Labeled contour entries
---------------

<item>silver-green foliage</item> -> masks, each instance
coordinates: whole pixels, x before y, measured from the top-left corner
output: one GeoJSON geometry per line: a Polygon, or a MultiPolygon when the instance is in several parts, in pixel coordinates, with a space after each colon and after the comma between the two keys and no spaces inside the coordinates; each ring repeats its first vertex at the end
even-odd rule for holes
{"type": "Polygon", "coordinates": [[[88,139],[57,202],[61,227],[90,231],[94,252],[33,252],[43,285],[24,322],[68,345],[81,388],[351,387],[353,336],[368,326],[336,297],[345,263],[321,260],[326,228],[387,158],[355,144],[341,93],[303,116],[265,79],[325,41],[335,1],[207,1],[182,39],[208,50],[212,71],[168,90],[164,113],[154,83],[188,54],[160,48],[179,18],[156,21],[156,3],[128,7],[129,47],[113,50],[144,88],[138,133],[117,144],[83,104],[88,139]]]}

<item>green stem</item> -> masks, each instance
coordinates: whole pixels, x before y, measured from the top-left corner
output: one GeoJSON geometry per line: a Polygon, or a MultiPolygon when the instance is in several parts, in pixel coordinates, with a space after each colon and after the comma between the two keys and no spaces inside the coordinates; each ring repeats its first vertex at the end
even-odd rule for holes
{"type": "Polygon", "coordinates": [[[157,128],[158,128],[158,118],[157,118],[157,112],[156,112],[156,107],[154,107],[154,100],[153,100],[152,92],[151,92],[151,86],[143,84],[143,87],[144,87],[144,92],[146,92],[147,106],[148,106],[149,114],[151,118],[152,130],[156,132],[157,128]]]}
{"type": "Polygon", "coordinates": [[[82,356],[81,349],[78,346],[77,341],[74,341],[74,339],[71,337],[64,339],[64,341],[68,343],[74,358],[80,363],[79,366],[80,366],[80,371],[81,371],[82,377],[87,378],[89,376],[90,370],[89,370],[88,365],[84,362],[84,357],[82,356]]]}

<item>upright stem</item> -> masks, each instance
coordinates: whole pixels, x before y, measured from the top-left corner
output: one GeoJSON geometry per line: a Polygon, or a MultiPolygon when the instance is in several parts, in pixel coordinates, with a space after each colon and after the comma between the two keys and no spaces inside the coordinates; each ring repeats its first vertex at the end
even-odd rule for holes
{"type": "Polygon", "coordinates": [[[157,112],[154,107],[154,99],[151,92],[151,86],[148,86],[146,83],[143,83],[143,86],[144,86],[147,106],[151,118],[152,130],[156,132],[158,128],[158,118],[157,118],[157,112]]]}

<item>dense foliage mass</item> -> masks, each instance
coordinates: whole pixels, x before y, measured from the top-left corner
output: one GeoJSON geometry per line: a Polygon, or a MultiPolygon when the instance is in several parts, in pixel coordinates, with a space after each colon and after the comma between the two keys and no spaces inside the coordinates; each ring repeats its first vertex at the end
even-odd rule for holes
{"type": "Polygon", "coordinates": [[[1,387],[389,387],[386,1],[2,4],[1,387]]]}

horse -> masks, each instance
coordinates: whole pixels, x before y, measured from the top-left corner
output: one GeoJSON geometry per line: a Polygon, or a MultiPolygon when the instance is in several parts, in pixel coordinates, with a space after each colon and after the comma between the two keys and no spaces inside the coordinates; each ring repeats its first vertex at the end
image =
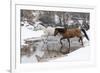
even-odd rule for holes
{"type": "MultiPolygon", "coordinates": [[[[69,50],[68,53],[70,52],[70,38],[74,38],[74,37],[78,37],[79,41],[81,40],[82,46],[83,46],[83,37],[82,37],[82,32],[85,34],[85,37],[87,38],[87,40],[89,40],[89,37],[87,35],[87,33],[85,32],[84,29],[79,29],[79,28],[71,28],[71,29],[67,29],[67,28],[55,28],[55,32],[54,32],[54,36],[56,36],[58,33],[60,33],[63,37],[60,39],[60,43],[62,45],[61,40],[63,39],[67,39],[69,42],[69,50]]],[[[62,48],[62,46],[61,46],[62,48]]]]}

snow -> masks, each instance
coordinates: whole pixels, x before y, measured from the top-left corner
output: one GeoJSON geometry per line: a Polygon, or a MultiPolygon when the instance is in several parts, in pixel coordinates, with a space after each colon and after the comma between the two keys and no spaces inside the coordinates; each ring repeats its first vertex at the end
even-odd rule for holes
{"type": "MultiPolygon", "coordinates": [[[[28,25],[28,24],[27,24],[28,25]]],[[[41,28],[39,25],[35,29],[41,28]]],[[[21,27],[21,45],[25,44],[25,40],[33,41],[36,51],[31,56],[22,56],[21,63],[35,63],[38,62],[38,56],[41,60],[44,61],[83,61],[87,60],[90,55],[90,48],[89,42],[86,38],[84,38],[84,47],[78,42],[78,38],[71,39],[71,52],[68,56],[59,53],[61,50],[60,38],[62,36],[53,36],[54,29],[52,27],[48,28],[41,28],[41,30],[33,31],[34,27],[29,26],[22,26],[21,27]],[[43,29],[43,30],[42,30],[43,29]],[[44,36],[45,35],[45,36],[44,36]],[[35,42],[38,40],[38,42],[35,42]],[[47,52],[49,50],[49,52],[47,52]],[[56,59],[51,59],[54,57],[56,59]],[[60,57],[63,56],[63,57],[60,57]],[[46,60],[45,60],[46,59],[46,60]]],[[[89,35],[89,31],[87,31],[89,35]]],[[[68,49],[68,41],[62,40],[63,42],[63,49],[68,49]]],[[[40,61],[41,61],[40,60],[40,61]]]]}

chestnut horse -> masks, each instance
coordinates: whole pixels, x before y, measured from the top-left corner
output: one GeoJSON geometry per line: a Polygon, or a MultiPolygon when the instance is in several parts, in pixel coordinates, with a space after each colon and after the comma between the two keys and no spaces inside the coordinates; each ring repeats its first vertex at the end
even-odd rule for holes
{"type": "MultiPolygon", "coordinates": [[[[83,37],[82,37],[82,32],[84,33],[85,37],[87,40],[89,40],[88,35],[86,34],[84,29],[79,29],[79,28],[72,28],[72,29],[67,29],[67,28],[55,28],[54,36],[56,36],[58,33],[60,33],[63,37],[60,39],[60,43],[62,45],[61,40],[67,39],[69,42],[69,50],[68,53],[70,52],[70,38],[78,37],[79,41],[81,40],[82,46],[83,46],[83,37]]],[[[62,46],[61,46],[62,48],[62,46]]]]}

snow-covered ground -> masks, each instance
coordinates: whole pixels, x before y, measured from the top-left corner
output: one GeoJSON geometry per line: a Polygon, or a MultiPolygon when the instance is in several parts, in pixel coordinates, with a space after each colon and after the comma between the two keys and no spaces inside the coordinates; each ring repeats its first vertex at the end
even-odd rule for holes
{"type": "MultiPolygon", "coordinates": [[[[33,41],[35,52],[30,56],[24,55],[21,57],[21,63],[35,63],[45,61],[80,61],[89,58],[89,41],[83,39],[84,47],[78,42],[78,38],[71,39],[70,53],[62,54],[60,50],[68,50],[68,41],[63,40],[63,47],[61,48],[61,36],[44,36],[43,30],[33,31],[33,26],[21,27],[21,45],[25,45],[25,40],[33,41]],[[31,29],[29,29],[29,27],[31,29]],[[38,40],[37,42],[34,42],[38,40]]],[[[47,33],[46,33],[47,34],[47,33]]],[[[89,31],[87,32],[89,34],[89,31]]]]}

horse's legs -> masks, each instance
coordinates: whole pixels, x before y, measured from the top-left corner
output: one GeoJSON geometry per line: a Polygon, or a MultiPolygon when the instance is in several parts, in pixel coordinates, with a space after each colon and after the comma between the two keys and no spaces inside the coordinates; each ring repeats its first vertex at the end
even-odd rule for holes
{"type": "Polygon", "coordinates": [[[69,49],[68,49],[68,53],[70,52],[70,39],[68,38],[68,43],[69,43],[69,49]]]}

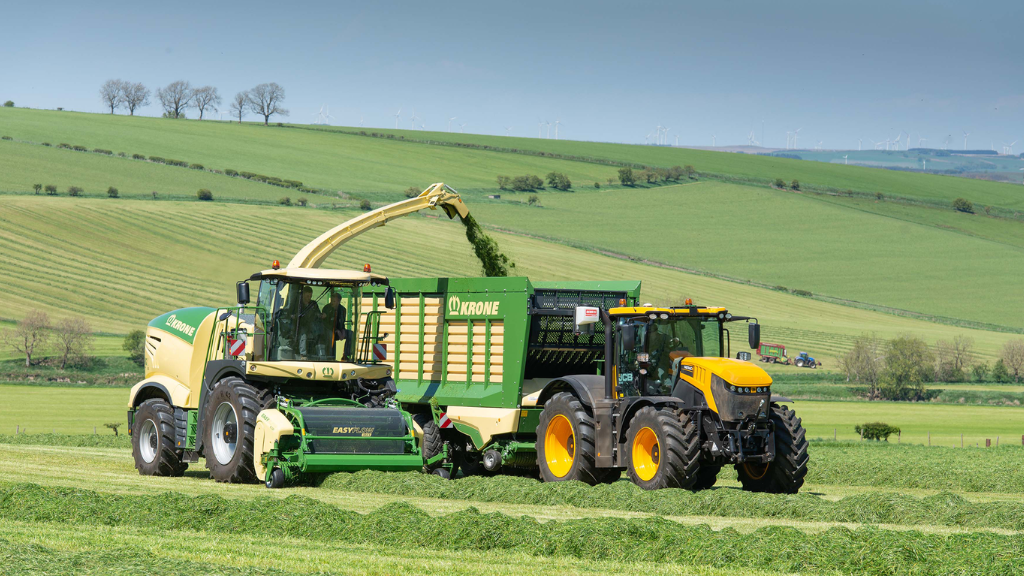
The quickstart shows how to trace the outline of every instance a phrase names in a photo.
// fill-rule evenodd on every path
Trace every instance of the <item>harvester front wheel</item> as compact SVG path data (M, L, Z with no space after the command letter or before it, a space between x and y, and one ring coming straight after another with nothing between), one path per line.
M210 393L204 418L204 455L206 467L217 482L258 480L253 467L253 438L264 396L237 376L220 380Z
M767 464L736 464L743 490L796 494L807 476L807 438L797 413L787 406L771 405L775 424L775 457Z
M630 420L626 471L644 490L692 488L700 468L700 434L691 419L647 406Z
M135 412L131 439L135 468L143 476L181 476L188 467L174 446L174 410L151 398Z
M537 463L544 482L579 480L594 486L609 471L595 464L594 419L580 399L556 394L544 405L537 426Z

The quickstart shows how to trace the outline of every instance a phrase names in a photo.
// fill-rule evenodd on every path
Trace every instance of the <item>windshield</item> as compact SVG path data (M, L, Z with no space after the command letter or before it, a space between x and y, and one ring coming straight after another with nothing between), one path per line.
M355 351L359 287L264 280L259 304L270 315L268 360L348 361Z
M622 319L620 326L636 326L632 349L616 346L617 380L624 396L669 395L672 393L673 361L693 356L721 357L722 330L717 318L670 317ZM647 373L640 373L637 355L648 354Z

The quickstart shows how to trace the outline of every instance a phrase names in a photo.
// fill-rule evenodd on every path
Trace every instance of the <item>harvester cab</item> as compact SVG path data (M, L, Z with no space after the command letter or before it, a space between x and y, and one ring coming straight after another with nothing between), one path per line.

---------------

List every line in the entries above that contains the word "nothing", treating uppercase and lowercase as different.

Trace every instance of the <item>harvester front wheel</item> as compact SVG path data (M, L, Z with no space after the command letter or before it, a space between x and y, and one ring coming straight after another with nothing between), one path per line.
Trace every instance of the <item>windshield</item> as compact SVG path data (M, L, Z with no space after the command letter or before it, a space between x and y, and one ring coming straight after another with nothing between), one path per line.
Trace every instance of the <item>harvester cab</item> as compact SVG path data (M, L, Z with no space after the command letter or before it, a space between x and y, and one ring coming straight after another with nothing between), one path per line.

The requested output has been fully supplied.